Some double daylily flowers add tissue at the midrib of the petaloid. This midrib tissue usually projects upward and outward from the center of the petaloid, resembling the wings of a butterfly. The form of midrib tissue can vary. Some petaloids contain only a single wing, many petaloids have two wings, and occasionally each individual wing can appear as two parallel layers of tissue. Midrib tissue gives the appearance of even more petals, giving the flower added fullness, particularly as this tissue becomes large and ruffled.

Some "apparently single" daylilies, which contain only three true petals, also have extra tissue rising up from the midrib of the petals, similar to the extra tissue on petaloids. This formation has caused some disagreement as to whether these flowers should be classified as singles or doubles-currently they are referred to as "midrib doubles." Some people insist that these flowers are single since they have only three true petals. Others argue that if doubles can be produced by forming petaloid tissue from stamens, they can also be produced by forming petaloid tissue from petals. Midrib doubles, then, are flowers with only three true petals, with extra tissue generated from, or fused to, the midrib of those three true petals. This tissue is typically formed from the middle of the petal at 45- to 90-degree angles, resembling the two wings of a butterfly. The fact that midrib tissue can form on either the three regular petals of an otherwise single flower or on the midrib of petaloids indicates that this is an inherited characteristic in daylilies potentially separate and distinct from the production of extra petals or stamen-derived petaloids.

All of this is very different, however, from adding extra true petals. Flowers with extra true petals, called supernumerary doubles, or sometimes "super-doubles," are rare in daylilies. Supernumerary doubles stack on additional layers of petals and retain their normal stamens. They typically have nine petals, six extra, along with all six stamens. Since these doubles have their stamens intact, they have the potential to turn their stamens into petaloids. Such flowers would then have nine petals plus six petaloids, for a magnificent total of 15 colored segments.

Unlike petaloids, which are limited to six, the possible number of extra true petals seems to be unlimited. Theoretically, many layers of petals could be stacked one on top of the other, to produce a double daylily with the number of petals of a rose or camellia. The sterile Hemerocallis fulva var. kwanso and H. fulva 'Flore Pleno' are supernumerary daylilies with many columns of true petals. Although most daylily enthusiasts feel that these species plants lack much of the beauty of modern hybrids, they do have a form as yet unachieved among modern daylilies. However, after many decades of work, hybridizers are beginning to produce supernumerary double daylilies, leading the way in an area for further daylily breeding.

Double daylilies can also be categorized according to the form of the extra petals or petaloids. The two primary groups are the hose-in-hose types and the peony types. Hose-in-hose are flowers in which the petals or petaloids lie flat in layers, resembling the look of extra true petals. This gives the flower an appearance similar to a camellia or fully opened rose. Any petaloids are usually full, not half petaloids, and there is usually no midrib tissue.

In other doubles, the petaloids stick up in the center of the flower, pointing outward like stamens. This form is referred to as peony or cockatoo. The petaloids can be either half or full and may or may not have midrib tissue.

Do not think too rigidly about double daylily forms. The double form of a daylily can vary from day to day within an individual cultivar or even on a single plant, and new double forms are continuously emerging. Further, many cultivars that produce double flowers also produce single flowers, particularly early in the season. The degree of doubling appears to be temperature dependent -many of these cultivars produce single flowers in cool weather but bear more frequently double flowers as the weather warms.

===

**WORK ORDER A**
In the excerpt on double daylilies, how many colored segments would a supernumerary double have after turning its stamens into petaloids?
**WORK ORDER B**
Rewrite the paragraph of the excerpt on double daylilies that begins "All of this is very different" as a short bulleted list that keeps its main facts.
**WORK ORDER C**
Translate this sentence from the excerpt on double daylilies into Spanish: "Unlike petaloids, which are limited to six, the possible number of extra true petals seems to be unlimited."

===

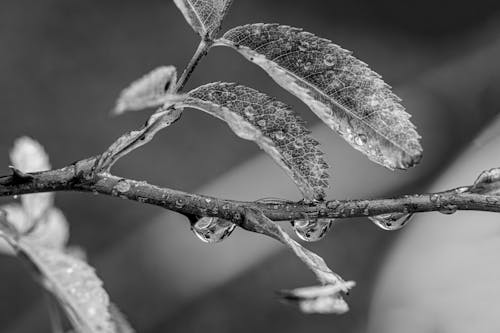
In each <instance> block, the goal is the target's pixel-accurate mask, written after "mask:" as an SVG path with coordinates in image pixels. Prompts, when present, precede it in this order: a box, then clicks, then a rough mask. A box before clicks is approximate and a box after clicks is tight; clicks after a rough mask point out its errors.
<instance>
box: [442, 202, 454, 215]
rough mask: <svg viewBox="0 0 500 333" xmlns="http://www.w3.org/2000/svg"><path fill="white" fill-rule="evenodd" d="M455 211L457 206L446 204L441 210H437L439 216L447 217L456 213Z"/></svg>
mask: <svg viewBox="0 0 500 333" xmlns="http://www.w3.org/2000/svg"><path fill="white" fill-rule="evenodd" d="M457 209H458V208H457V206H455V205H450V204H446V205H444V206H443V207H441V208H440V209H439V212H440V213H441V214H447V215H450V214H454V213H456V211H457Z"/></svg>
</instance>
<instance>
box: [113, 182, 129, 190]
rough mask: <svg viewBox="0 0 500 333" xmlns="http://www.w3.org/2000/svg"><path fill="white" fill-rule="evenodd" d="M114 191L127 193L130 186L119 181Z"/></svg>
mask: <svg viewBox="0 0 500 333" xmlns="http://www.w3.org/2000/svg"><path fill="white" fill-rule="evenodd" d="M115 190H117V191H118V192H120V193H125V192H128V191H129V190H130V184H129V183H128V182H127V181H126V180H120V181H119V182H118V183H117V184H116V185H115Z"/></svg>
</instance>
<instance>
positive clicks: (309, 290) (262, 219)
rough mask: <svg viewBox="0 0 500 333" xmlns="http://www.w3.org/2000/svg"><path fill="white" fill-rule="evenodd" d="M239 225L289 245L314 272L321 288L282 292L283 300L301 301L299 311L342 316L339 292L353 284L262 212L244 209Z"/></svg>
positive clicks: (318, 287)
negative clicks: (326, 263) (281, 228)
mask: <svg viewBox="0 0 500 333" xmlns="http://www.w3.org/2000/svg"><path fill="white" fill-rule="evenodd" d="M240 226H241V227H242V228H244V229H246V230H248V231H252V232H257V233H260V234H264V235H266V236H269V237H272V238H274V239H276V240H278V241H280V242H281V243H283V244H285V245H286V246H288V247H289V248H290V249H291V250H292V251H293V252H294V253H295V255H296V256H297V257H298V258H299V259H300V260H301V261H302V262H303V263H304V264H306V266H307V267H309V269H311V270H312V271H313V273H314V274H315V275H316V277H317V279H318V280H319V281H320V282H321V284H322V285H323V286H321V287H309V288H300V289H296V290H294V291H287V292H282V295H283V296H285V298H286V299H290V296H291V295H293V296H294V297H295V298H296V299H298V300H300V302H299V303H300V307H301V309H302V310H303V311H304V312H307V313H344V312H346V311H347V310H348V307H347V304H346V303H345V302H344V300H343V299H342V297H341V296H340V292H341V291H342V292H347V291H348V290H349V289H351V288H352V287H354V285H355V283H354V282H352V281H348V282H346V281H344V280H343V279H342V278H341V277H340V276H339V275H337V274H335V273H334V272H332V270H331V269H330V268H329V267H328V266H327V265H326V263H325V261H324V260H323V258H321V257H320V256H318V255H317V254H315V253H313V252H311V251H309V250H308V249H306V248H304V247H302V246H301V245H300V244H299V243H297V242H296V241H294V240H293V239H292V238H290V236H289V235H288V234H287V233H286V232H285V231H283V229H281V227H280V226H279V225H277V224H276V223H274V222H273V221H271V220H270V219H268V218H267V217H266V216H265V215H264V213H262V212H261V211H258V210H255V209H250V208H247V209H245V218H244V221H243V222H242V223H241V225H240Z"/></svg>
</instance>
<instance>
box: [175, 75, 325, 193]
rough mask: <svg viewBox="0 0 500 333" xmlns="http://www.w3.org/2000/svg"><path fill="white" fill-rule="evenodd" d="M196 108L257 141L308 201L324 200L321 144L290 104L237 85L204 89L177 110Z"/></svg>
mask: <svg viewBox="0 0 500 333" xmlns="http://www.w3.org/2000/svg"><path fill="white" fill-rule="evenodd" d="M179 106H180V107H192V108H196V109H200V110H202V111H205V112H207V113H209V114H211V115H213V116H215V117H217V118H219V119H222V120H224V121H225V122H226V123H227V124H228V125H229V126H230V127H231V129H232V130H233V131H234V133H236V135H238V136H239V137H240V138H242V139H245V140H250V141H254V142H255V143H257V144H258V145H259V147H260V148H262V149H263V150H264V151H265V152H266V153H268V154H269V155H270V156H271V158H272V159H273V160H274V161H275V162H276V163H277V164H278V165H279V166H280V167H281V168H283V170H285V172H286V173H287V174H288V175H289V176H290V177H291V178H292V179H293V180H294V182H295V183H296V184H297V186H298V188H299V190H300V191H301V192H302V194H303V195H304V197H305V198H306V199H308V200H321V199H323V198H324V196H325V192H324V190H325V188H327V187H328V174H327V173H326V170H327V168H328V165H327V163H326V162H325V161H324V159H323V157H322V155H323V153H322V152H321V151H320V150H319V149H318V147H317V146H318V142H317V141H316V140H314V139H313V138H311V137H310V135H309V134H310V131H308V130H307V129H306V128H305V127H304V123H303V121H302V120H301V119H300V118H298V117H297V116H296V115H295V114H294V112H293V111H292V110H291V109H290V107H289V106H287V105H286V104H284V103H282V102H279V101H277V100H275V99H273V98H271V97H269V96H267V95H266V94H263V93H260V92H258V91H256V90H254V89H251V88H248V87H245V86H240V85H236V84H233V83H221V82H218V83H210V84H207V85H204V86H201V87H199V88H197V89H195V90H193V91H191V92H190V93H189V94H188V97H187V98H186V99H185V100H184V101H181V102H178V103H177V104H176V105H175V107H179Z"/></svg>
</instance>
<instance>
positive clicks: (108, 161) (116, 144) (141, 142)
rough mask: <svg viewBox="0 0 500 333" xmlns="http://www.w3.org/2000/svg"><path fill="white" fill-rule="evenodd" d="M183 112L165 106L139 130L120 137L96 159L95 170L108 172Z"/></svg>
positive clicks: (170, 123) (159, 110) (175, 120)
mask: <svg viewBox="0 0 500 333" xmlns="http://www.w3.org/2000/svg"><path fill="white" fill-rule="evenodd" d="M181 114H182V109H174V108H163V109H161V110H159V111H157V112H156V113H154V114H153V115H151V117H149V119H148V121H147V122H146V125H144V127H143V128H142V129H140V130H138V131H131V132H128V133H126V134H124V135H122V136H121V137H119V138H118V139H117V140H116V141H115V142H114V143H113V144H112V145H111V146H110V147H109V148H108V149H107V150H106V151H105V152H104V153H103V154H102V155H101V156H100V157H99V158H98V159H97V161H96V166H95V168H94V169H95V170H94V171H95V172H96V173H98V172H107V171H109V169H110V168H111V167H112V166H113V164H115V163H116V162H117V161H118V160H119V159H120V158H122V157H123V156H125V155H127V154H129V153H130V152H132V151H133V150H135V149H137V148H139V147H141V146H143V145H145V144H146V143H148V142H149V141H151V140H152V139H153V137H154V136H155V134H156V133H158V131H160V130H161V129H163V128H165V127H168V126H170V125H172V124H173V123H174V122H176V121H177V120H178V119H179V118H180V116H181Z"/></svg>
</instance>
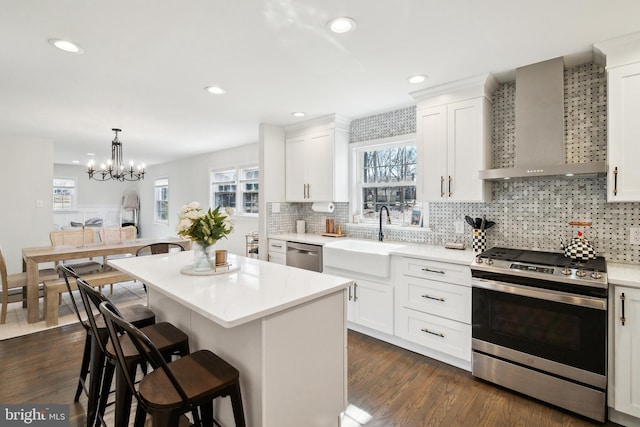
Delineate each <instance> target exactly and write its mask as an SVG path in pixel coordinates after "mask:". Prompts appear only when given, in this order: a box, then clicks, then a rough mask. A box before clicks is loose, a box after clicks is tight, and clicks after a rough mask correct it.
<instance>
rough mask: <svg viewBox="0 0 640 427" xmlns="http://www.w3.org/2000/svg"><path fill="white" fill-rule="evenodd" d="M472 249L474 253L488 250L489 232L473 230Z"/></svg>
mask: <svg viewBox="0 0 640 427" xmlns="http://www.w3.org/2000/svg"><path fill="white" fill-rule="evenodd" d="M472 247H473V251H474V252H477V253H479V252H484V251H485V250H486V249H487V230H480V229H478V228H474V229H473V242H472Z"/></svg>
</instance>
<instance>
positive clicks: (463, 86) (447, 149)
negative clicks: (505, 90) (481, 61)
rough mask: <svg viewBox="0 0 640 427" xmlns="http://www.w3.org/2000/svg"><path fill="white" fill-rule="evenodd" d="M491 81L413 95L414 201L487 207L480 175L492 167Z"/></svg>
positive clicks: (431, 88)
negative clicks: (416, 148)
mask: <svg viewBox="0 0 640 427" xmlns="http://www.w3.org/2000/svg"><path fill="white" fill-rule="evenodd" d="M496 87H497V82H496V81H495V79H494V78H493V77H492V76H490V75H489V76H482V77H476V78H473V79H468V80H464V81H459V82H454V83H450V84H446V85H441V86H437V87H433V88H429V89H426V90H423V91H419V92H414V93H412V95H413V96H414V98H415V99H416V102H417V110H416V111H417V117H416V120H417V121H416V148H417V152H418V177H419V178H418V182H417V192H418V195H417V199H418V200H421V201H452V202H454V201H455V202H488V201H490V199H491V193H490V191H491V189H490V183H489V182H486V181H484V180H482V179H480V177H479V171H480V170H483V169H488V168H490V167H491V160H490V146H491V94H492V93H493V91H494V90H495V88H496Z"/></svg>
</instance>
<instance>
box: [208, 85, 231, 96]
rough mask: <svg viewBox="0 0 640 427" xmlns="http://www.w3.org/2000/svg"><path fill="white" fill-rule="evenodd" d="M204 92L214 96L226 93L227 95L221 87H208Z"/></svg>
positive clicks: (216, 86) (211, 86) (225, 90)
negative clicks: (213, 95) (212, 94)
mask: <svg viewBox="0 0 640 427" xmlns="http://www.w3.org/2000/svg"><path fill="white" fill-rule="evenodd" d="M204 90H206V91H207V92H209V93H212V94H214V95H224V94H225V93H227V91H226V90H224V89H222V88H221V87H220V86H207V87H205V88H204Z"/></svg>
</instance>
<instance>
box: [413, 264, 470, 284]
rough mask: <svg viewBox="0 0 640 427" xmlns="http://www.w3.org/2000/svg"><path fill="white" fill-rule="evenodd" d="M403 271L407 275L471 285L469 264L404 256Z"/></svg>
mask: <svg viewBox="0 0 640 427" xmlns="http://www.w3.org/2000/svg"><path fill="white" fill-rule="evenodd" d="M401 272H402V274H405V275H407V276H413V277H422V278H425V279H433V280H438V281H440V282H448V283H455V284H457V285H463V286H469V287H470V286H471V269H470V268H469V266H467V265H460V264H450V263H448V262H439V261H428V260H423V259H414V258H403V260H402V267H401Z"/></svg>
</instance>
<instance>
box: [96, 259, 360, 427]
mask: <svg viewBox="0 0 640 427" xmlns="http://www.w3.org/2000/svg"><path fill="white" fill-rule="evenodd" d="M228 261H229V264H230V266H229V271H228V272H223V273H219V274H211V275H186V274H182V273H181V272H180V270H181V269H183V268H184V267H188V266H189V265H190V264H192V263H193V253H192V252H191V251H187V252H180V253H173V254H161V255H153V256H146V257H132V258H122V259H116V260H110V261H109V264H110V265H111V266H113V267H114V268H117V269H119V270H121V271H123V272H125V273H127V274H129V275H131V276H132V277H135V278H136V279H138V280H140V281H142V282H143V283H145V284H146V286H147V289H148V301H149V307H150V308H151V309H152V310H153V311H154V312H155V313H156V315H157V318H158V320H162V321H168V322H171V323H173V324H174V325H176V326H177V327H179V328H180V329H182V330H184V331H185V332H186V333H188V334H189V338H190V347H191V351H194V350H198V349H209V350H211V351H213V352H215V353H216V354H218V355H219V356H220V357H222V358H223V359H225V360H227V361H228V362H229V363H231V364H232V365H234V366H235V367H236V368H237V369H238V370H239V371H240V384H241V388H242V395H243V403H244V410H245V416H246V420H247V425H250V426H263V427H276V426H284V425H305V426H321V427H324V426H337V425H339V416H340V413H341V412H342V411H344V409H345V408H346V404H347V328H346V299H345V289H346V288H347V287H349V286H350V285H351V283H352V282H351V281H350V280H347V279H344V278H339V277H335V276H330V275H325V274H321V273H315V272H311V271H307V270H302V269H298V268H292V267H287V266H284V265H280V264H274V263H269V262H265V261H260V260H257V259H249V258H245V257H241V256H234V255H230V256H229V260H228ZM223 271H224V270H223ZM215 416H216V418H217V419H219V421H221V422H222V423H223V424H224V425H233V417H232V413H231V403H230V401H229V399H228V398H224V399H218V402H216V408H215Z"/></svg>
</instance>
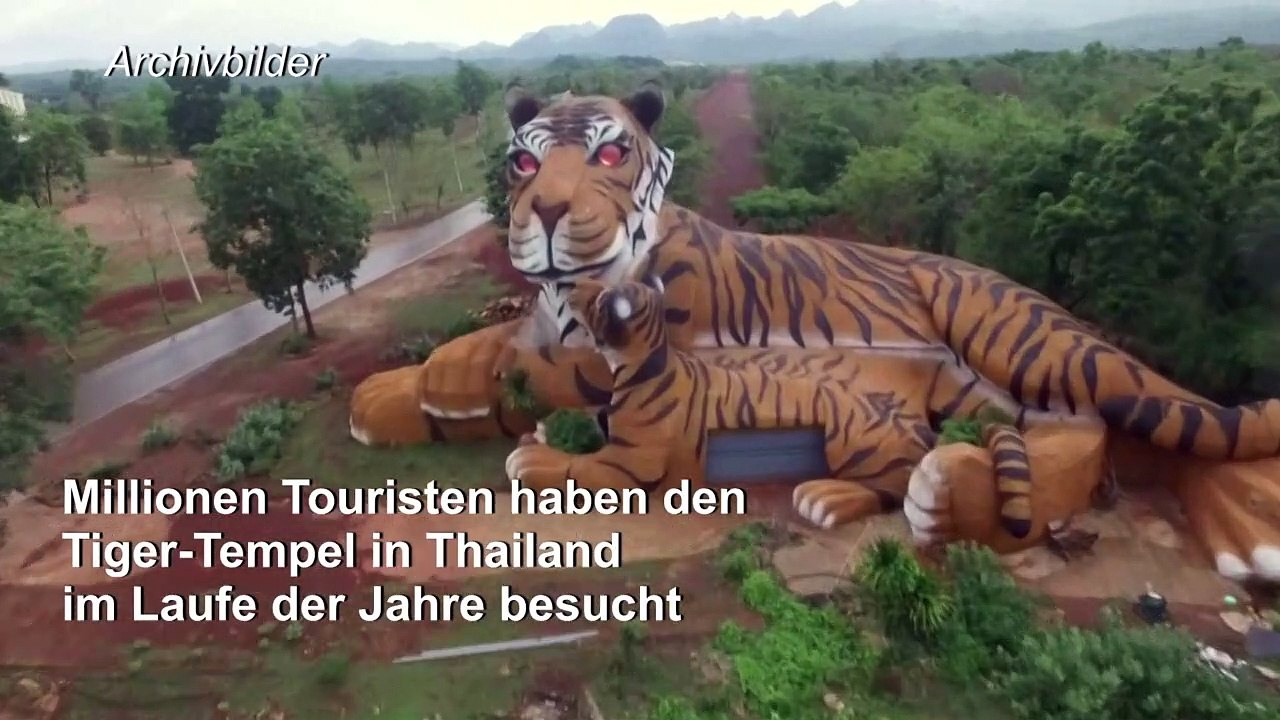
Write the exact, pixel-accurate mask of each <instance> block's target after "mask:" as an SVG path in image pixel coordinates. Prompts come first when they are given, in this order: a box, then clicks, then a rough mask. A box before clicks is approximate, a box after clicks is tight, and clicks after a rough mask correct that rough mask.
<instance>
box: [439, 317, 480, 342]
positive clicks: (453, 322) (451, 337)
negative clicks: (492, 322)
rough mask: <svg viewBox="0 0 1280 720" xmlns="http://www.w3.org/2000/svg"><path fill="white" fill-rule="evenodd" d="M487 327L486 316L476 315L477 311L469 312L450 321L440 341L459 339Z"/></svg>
mask: <svg viewBox="0 0 1280 720" xmlns="http://www.w3.org/2000/svg"><path fill="white" fill-rule="evenodd" d="M485 327H486V323H485V322H484V318H481V316H480V315H476V314H475V313H467V314H466V315H462V316H461V318H458V319H456V320H453V322H452V323H449V324H448V325H447V327H445V328H444V332H443V333H442V336H440V343H442V345H443V343H445V342H449V341H451V340H457V338H460V337H462V336H468V334H471V333H474V332H476V331H481V329H484V328H485Z"/></svg>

===

**WORKED SOLUTION A**
It would have 15 colored segments: nine petals plus six petaloids.

**WORKED SOLUTION B**
- Adding extra true petals differs from the forms described earlier.
- Flowers with extra true petals are called supernumerary doubles, or "super-doubles," and are rare in daylilies.
- They stack on additional layers of petals and keep their normal stamens.
- They typically have nine petals (six extra) and all six stamens.
- With intact stamens, they could turn those stamens into petaloids, giving nine petals plus six petaloids for 15 colored segments.

**WORKED SOLUTION C**
A diferencia de los petaloides, que se limitan a seis, el número posible de pétalos verdaderos adicionales parece ser ilimitado.